EXERCISE INSTRUCTIONS –
- a) Translate this sentence from the music blog excerpt into Spanish: "Very personal and truthful, it has the rawness that I really needed from this winter."
- b) Update the music blog excerpt from "I came to The" through "and musical presence.", putting "year" wherever "winter" appears.

QUOTED PASSAGE –
━━━━━━━━━━━━━━━━━━━━
The Menzingers:  After The Party

I came to The Menzingers rather late, but they’ve certainly lodged themselves onto my iPod and brain.  My first reaction to After The Party was a bit meh, and as an album it doesn’t really boast the strongest Menzingers songs.  But the holy trinity of Lookers, Bad Catholics and the title track, After The Party.  Sullen and raw, maybe these songs helped with a tricky year of navigating being single for the first time in a while.

Worriers:  Survival Pop

Lauren Denitzio’s vocal deliver and very sharp song-writing made this a perfect example of punk in 2017.  Very personal and truthful, it has the rawness that I really needed from this winter.  There’s also well-crafted politics on ‘Gaslighter’ and ‘What We’re Up Against’, it’s not necessarily hardcore but has a great melodic hook and musical presence.

Prophets of Rage:  S/t

Maybe a tad over-polished for my punk sensibilities, nevertheless this album has been a staple of this year’s anger at constant failures and flops from authority figures.  Though all stars of the 1990s, the musicians have proven protest music is alive, loud and has agency.  I wish more female voices were part of the all-star line-up I know I’ll look back at 2017 as the year we declared time to UNFUCK THE WORLD.

Captain Ska:  Liar Liar

OK.  This is the real soundtrack to 2017.  Yeah it’s just a single, so I’m cheating.  Other protest songs will come-and-go but I will never forget this track dropping before the General Election and that wave of energy that came with finally getting behind a Labour Party opposed to austerity.  The song was a fiery inspiration that backed travelled to Halifax to protest the manifesto launch.  We danced to it outside the ‘debate’ between May and Corbyn at the University of York.  And it will always be a song that gives me hope.  I also like playing it at Police Officers at Kirby Misperton.  You never know, right?  Might convert a few.  She’s a liar.  You can’t trust her.

Shout outs to:

Public Enemy, Nothing Is Quick In The Desert
Iron Chic, You Can't Stay Here
Fresh, s/t
Jesus & His Judgemental Father, It Might Get Better
Bolshy, Reap The Storm
Days N Daze, Crustfull
Limp Wrist, Facades
Trigger Warning and the Safe Spaces, Everything Is Problematic
CRUMBS, Mind Yr Manners
Priests, Nothing Feels Natural
Porch Cat, Bad Victim
Open City, s/t
Mary Bell, s/t
Kehlani, SweetSexySavage
Kamikaze Girls, Seafoam
Downtown Boys, Cost of Living
Dishlicker, Reality Sounds Better
Bonobo, Migration
Austeros, I've Got This
Escape From The Zoo, Killacopter
David Rovics, Ballad of a Wobbly
Princess Nokia, 1992 Deluxe

Saturday, 9 December 2017

20.17 Blog #37: 2012, Starbucks, Cuts, Tax and debating the facts

5 years ago I took part in one of the most successful pieces of protest I think I’ve ever been part of.

Cast your mind back to those early days of the Coalition.  The message being transmitted from Tory Towers with little Lib Dem liars giving little Lib Dem thumbs up was:  The country is broken.  It’s bust.  It’s cashless.  So we can’t afford apparent luxuries like the NHS, welfare and housing.  Soz.  #toughchoices

The immediate argument in response was:  There is loads of money out there.

One of the loudest arguments was to close the tax loopholes, redefine the definitions between tax ‘evasion’ and tax ‘avoidance’. Or just tax massive companies more.  Amazon, Google and Boots were all seen as huge profit-making companies that refused to pay their tax.  You can read about it here.  Starbucks had paid no corporation tax whatsoever in 2011.  None.
━━━━━━━━━━━━━━━━━━━━
Some data:
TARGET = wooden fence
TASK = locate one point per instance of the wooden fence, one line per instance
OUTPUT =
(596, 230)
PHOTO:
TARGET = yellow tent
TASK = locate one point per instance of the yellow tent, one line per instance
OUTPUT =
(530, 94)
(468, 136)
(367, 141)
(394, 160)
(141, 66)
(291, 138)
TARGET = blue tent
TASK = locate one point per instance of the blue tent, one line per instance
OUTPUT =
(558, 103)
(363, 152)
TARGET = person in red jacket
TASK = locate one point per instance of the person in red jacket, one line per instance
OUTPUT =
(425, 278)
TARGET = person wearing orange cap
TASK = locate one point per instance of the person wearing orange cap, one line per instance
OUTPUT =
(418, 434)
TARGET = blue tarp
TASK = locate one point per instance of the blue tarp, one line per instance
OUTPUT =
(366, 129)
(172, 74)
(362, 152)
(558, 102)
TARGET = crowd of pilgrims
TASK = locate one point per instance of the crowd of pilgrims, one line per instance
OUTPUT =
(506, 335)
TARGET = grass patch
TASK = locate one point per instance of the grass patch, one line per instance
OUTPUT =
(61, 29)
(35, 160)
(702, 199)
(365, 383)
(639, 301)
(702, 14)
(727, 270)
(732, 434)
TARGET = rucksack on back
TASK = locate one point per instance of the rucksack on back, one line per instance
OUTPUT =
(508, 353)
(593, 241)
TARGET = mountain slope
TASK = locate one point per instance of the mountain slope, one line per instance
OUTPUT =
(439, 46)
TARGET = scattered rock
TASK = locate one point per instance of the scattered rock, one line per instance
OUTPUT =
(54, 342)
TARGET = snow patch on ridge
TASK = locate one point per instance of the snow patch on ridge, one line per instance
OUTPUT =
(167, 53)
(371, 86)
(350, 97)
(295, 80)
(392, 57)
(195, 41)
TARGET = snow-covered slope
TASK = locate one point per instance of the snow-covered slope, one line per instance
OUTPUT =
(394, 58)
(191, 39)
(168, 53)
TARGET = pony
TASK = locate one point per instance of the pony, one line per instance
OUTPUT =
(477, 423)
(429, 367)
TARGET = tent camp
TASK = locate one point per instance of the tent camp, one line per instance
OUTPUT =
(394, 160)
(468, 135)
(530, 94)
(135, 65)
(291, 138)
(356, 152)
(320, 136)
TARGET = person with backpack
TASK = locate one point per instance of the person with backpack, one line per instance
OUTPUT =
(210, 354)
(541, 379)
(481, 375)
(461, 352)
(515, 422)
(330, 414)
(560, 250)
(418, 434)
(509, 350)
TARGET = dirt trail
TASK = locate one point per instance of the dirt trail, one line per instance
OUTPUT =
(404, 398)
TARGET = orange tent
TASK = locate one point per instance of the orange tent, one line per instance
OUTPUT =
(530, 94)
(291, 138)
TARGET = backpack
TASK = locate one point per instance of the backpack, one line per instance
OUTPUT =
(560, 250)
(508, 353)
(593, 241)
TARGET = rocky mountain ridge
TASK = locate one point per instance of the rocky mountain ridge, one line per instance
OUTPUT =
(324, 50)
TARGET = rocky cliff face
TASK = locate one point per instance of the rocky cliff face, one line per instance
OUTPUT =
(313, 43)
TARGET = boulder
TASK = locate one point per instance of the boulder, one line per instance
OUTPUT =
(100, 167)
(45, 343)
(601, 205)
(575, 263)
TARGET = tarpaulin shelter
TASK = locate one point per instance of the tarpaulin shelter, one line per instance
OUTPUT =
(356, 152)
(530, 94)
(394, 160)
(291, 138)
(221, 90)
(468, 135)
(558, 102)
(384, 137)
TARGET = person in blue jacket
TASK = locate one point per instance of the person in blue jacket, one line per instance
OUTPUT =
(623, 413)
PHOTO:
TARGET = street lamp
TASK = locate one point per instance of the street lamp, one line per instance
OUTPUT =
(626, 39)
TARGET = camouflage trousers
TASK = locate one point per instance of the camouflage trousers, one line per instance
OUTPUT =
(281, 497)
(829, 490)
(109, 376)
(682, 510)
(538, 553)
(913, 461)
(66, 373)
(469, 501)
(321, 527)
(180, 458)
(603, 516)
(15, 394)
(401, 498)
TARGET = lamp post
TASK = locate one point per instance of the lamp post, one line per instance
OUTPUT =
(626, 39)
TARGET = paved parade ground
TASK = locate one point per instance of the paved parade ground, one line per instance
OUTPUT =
━━━━━━━━━━━━━━━━━━━━
WORKED SOLUTIONS –
- a) Muy personal y sincero, tiene la crudeza que realmente necesitaba de este invierno.

- b)
I came to The Menzingers rather late, but they’ve certainly lodged themselves onto my iPod and brain.  My first reaction to After The Party was a bit meh, and as an album it doesn’t really boast the strongest Menzingers songs.  But the holy trinity of Lookers, Bad Catholics and the title track, After The Party.  Sullen and raw, maybe these songs helped with a tricky year of navigating being single for the first time in a while.

Worriers:  Survival Pop

Lauren Denitzio’s vocal deliver and very sharp song-writing made this a perfect example of punk in 2017.  Very personal and truthful, it has the rawness that I really needed from this year.  There’s also well-crafted politics on ‘Gaslighter’ and ‘What We’re Up Against’, it’s not necessarily hardcore but has a great melodic hook and musical presence.